Saved entries:
◇ ◇ ◇

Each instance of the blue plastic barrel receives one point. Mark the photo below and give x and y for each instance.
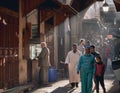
(52, 75)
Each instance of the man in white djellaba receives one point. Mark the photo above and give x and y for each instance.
(72, 62)
(81, 46)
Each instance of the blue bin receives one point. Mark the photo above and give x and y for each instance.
(52, 75)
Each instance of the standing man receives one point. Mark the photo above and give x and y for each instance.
(93, 51)
(81, 46)
(95, 54)
(72, 61)
(87, 69)
(44, 63)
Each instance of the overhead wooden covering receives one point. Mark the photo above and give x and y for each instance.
(117, 4)
(60, 13)
(29, 5)
(80, 5)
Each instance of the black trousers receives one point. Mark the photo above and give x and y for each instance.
(100, 79)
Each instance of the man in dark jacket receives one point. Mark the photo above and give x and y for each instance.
(99, 74)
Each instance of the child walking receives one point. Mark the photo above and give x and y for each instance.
(99, 74)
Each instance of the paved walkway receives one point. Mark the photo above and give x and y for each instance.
(62, 86)
(112, 86)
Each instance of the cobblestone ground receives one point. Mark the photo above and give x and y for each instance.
(63, 86)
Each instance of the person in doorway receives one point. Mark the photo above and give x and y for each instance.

◇ ◇ ◇

== WHAT IS REQUIRED ==
What is needed is an exact copy of the lines from the one containing "Each instance of the overhead" to the end of the data; please add nothing else.

== EXPECTED ANSWER ==
Each instance of the overhead wooden covering receives one point. Mark the photo above and give x and y for each instance.
(117, 4)
(60, 13)
(29, 5)
(80, 5)
Each instance of the black trousers receives one point. Mark the photo above and give x and y for each instance.
(100, 79)
Each instance of the man in dark jacket receives one point. Mark the photo above and give x and y for each instance.
(99, 74)
Each instance of the child walking receives one point. Mark the photo above and give x and y for each instance.
(99, 74)
Each instance of the paved walkway receives one point. Mark the photo above and give x and y for each instance.
(62, 86)
(112, 86)
Each instance of the cobblestone ground receives one point. Mark the photo above and give x and y for each instance.
(63, 86)
Each instance of the person in doorway receives one point. Mark the photo above and give x and y for each instance.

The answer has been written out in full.